Instructions for the task |
Print the article on the Yanjun Xu spy trial word for word, between "To defense attorneys, Xu" and "States and China.", inclusive.

CINCINNATI — To prosecutors, Yanjun Xu is a Chinese spymaster who got caught trying to recruit spies to steal coveted aviation technology.
To defense attorneys, Xu is the victim of an FBI setup and an unfortunate pawn in a trade war between two economic superpowers: the United States and China.
What jurors believe about the true intentions of this Chinese national, will determine his fate.
His trial got underway in U.S. District Court in Cincinnati with opening statements on Tuesday morning inside a courtroom that Judge Timothy Black opened to the public after protests from the media about its closure on Monday.
The historic case is being heard here because it centers on Evendale-based GE Aviation and its highly successful gas turbine engine, which prosecutors say China desperately wants to duplicate.
“The defendant got caught,” Assistant U.S. Attorney Emily Glatfelter said during her opening statement, which outlined the government’s case against the first Chinese intelligence agent ever to be extradited to the U.S. to stand trial.
Xu, who is also known as Qu Hui and Zhang Hui, is a deputy division director at the Chinese Ministry of State Security, which is the Chinese intelligence agency.
Agents arrested Xu in Belgium in April 2018and extradited him to the U.S., where a federal grand jury indicted him on charges of conspiring and attempting to commit economic espionage and theft of trade secrets.
Glatfelter revealed that a Honeywell aerospace engineer, who already pleaded guilty to an unspecified crime, will testify against Xu. She said Xu tried to recruit the engineer as a spy. He will testify that during a visit to China, while agents were out entertaining him, other operatives copied information from his laptop that he had left in a hotel room.

Data for analysis |
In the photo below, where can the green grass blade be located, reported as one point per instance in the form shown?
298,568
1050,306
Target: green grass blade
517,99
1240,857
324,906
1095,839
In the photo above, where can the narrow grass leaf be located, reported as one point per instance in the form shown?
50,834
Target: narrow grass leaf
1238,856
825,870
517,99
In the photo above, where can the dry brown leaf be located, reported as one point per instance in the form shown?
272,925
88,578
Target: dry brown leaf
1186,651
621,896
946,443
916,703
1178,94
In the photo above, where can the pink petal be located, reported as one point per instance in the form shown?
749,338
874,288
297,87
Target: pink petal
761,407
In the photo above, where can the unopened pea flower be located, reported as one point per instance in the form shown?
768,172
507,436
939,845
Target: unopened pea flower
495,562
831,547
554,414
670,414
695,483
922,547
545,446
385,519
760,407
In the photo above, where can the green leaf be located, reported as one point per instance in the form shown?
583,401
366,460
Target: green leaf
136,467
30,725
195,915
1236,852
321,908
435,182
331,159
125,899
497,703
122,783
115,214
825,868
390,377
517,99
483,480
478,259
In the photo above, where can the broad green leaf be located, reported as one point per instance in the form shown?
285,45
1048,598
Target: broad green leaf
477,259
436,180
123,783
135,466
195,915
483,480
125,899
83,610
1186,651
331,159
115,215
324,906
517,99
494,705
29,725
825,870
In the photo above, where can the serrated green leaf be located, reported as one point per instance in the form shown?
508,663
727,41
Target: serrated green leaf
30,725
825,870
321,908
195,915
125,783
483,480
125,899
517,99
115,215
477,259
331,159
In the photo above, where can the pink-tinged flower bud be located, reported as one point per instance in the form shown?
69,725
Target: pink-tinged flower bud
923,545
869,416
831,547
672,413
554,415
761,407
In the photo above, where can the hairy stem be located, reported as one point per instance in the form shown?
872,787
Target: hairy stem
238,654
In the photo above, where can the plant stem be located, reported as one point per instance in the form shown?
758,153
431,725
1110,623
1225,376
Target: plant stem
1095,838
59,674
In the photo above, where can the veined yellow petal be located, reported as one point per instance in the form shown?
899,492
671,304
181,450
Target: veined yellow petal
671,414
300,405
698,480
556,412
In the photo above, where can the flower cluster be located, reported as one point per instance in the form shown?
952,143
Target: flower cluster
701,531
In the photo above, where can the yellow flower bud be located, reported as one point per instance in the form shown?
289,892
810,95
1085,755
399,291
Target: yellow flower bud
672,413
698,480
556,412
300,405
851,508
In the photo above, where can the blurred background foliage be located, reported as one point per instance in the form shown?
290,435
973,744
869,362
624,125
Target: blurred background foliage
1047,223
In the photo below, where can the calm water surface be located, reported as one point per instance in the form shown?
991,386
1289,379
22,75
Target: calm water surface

* * *

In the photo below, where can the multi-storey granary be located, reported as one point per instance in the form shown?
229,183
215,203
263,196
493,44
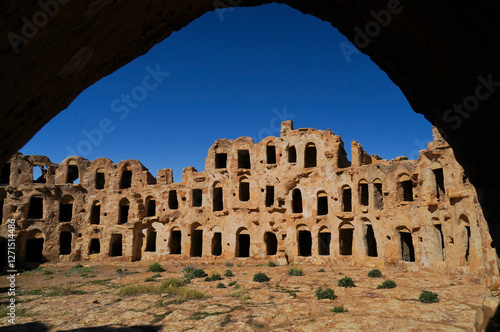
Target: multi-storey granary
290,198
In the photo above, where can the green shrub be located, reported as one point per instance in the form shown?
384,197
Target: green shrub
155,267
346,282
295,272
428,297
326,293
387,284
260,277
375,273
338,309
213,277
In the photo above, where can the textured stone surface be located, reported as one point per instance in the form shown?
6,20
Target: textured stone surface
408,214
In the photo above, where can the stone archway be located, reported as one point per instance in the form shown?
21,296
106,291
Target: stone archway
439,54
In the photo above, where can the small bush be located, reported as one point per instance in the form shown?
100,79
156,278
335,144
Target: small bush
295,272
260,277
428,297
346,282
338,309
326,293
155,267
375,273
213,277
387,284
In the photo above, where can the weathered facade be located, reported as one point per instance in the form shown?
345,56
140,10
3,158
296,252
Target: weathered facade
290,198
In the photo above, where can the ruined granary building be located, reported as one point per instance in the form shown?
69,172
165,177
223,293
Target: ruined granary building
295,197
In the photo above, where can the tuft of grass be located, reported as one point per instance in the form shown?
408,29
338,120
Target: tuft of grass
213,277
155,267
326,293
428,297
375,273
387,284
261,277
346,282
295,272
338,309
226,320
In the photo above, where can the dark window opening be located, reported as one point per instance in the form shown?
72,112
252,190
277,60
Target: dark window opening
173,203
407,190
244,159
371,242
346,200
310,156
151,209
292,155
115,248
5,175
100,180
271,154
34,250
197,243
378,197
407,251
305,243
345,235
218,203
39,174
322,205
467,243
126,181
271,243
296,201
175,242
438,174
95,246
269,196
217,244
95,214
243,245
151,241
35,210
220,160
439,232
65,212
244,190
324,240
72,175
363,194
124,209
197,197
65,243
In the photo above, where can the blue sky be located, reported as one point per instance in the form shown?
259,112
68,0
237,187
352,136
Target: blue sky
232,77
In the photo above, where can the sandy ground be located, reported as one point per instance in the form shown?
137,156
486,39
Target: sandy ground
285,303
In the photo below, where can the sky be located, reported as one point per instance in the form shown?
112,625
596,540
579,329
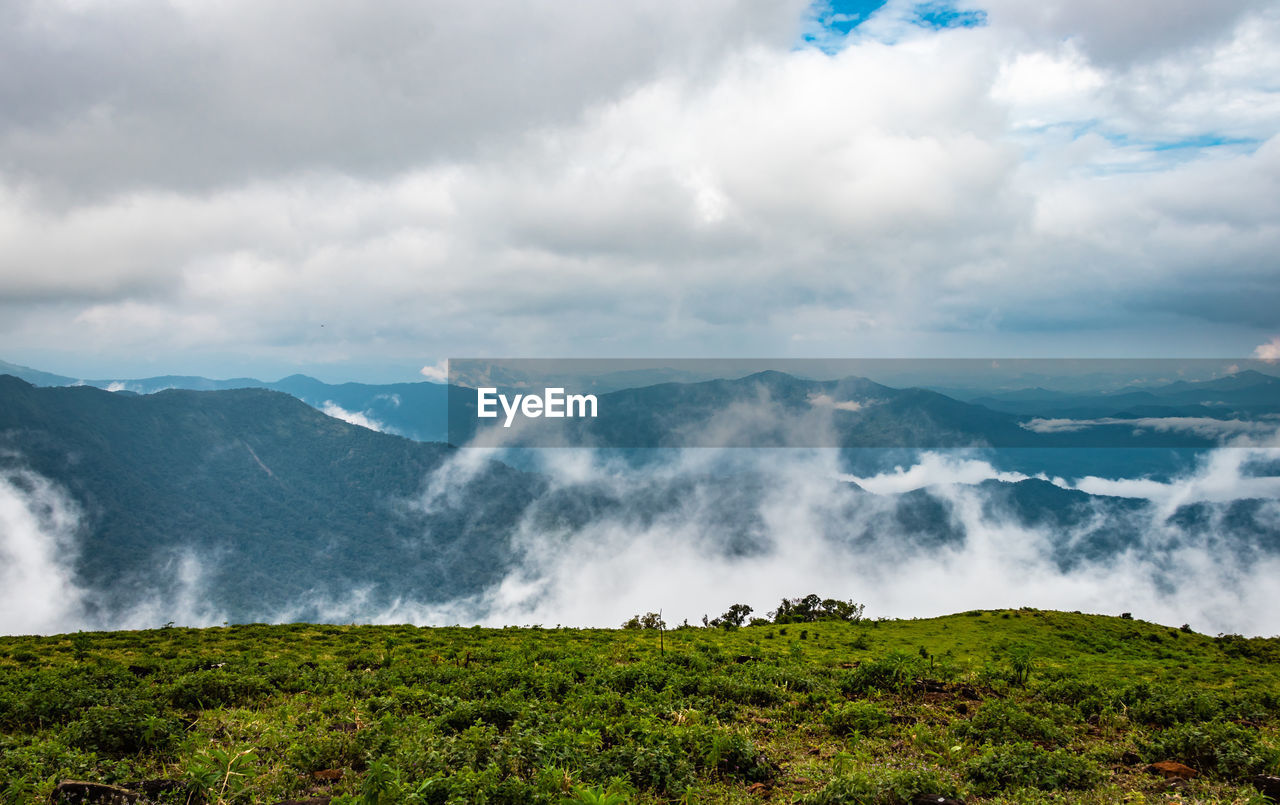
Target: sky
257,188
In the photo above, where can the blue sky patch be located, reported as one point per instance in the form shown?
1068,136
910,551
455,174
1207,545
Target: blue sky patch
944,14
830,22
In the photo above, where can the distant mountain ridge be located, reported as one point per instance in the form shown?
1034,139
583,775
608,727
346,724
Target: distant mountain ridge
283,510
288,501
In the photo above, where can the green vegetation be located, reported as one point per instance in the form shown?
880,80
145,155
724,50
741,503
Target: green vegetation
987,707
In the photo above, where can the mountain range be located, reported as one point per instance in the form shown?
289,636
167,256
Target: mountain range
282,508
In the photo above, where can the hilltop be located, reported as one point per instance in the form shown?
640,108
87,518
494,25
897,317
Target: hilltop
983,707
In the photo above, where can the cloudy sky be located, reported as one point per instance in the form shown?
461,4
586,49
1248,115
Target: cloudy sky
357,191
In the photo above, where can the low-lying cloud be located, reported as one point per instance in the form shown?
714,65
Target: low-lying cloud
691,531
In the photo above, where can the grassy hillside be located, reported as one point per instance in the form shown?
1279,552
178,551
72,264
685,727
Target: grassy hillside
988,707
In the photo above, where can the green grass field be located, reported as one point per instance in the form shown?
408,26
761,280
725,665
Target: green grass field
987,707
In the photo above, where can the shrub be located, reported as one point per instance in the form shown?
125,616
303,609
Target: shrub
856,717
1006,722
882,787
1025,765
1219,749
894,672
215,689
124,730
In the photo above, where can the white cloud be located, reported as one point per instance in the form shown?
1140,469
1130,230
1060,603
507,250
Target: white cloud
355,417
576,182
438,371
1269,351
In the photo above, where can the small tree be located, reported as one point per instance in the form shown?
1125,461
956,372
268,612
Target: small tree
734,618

Output for this task |
To defense attorneys, Xu is the victim of an FBI setup and an unfortunate pawn in a trade war between two economic superpowers: the United States and China.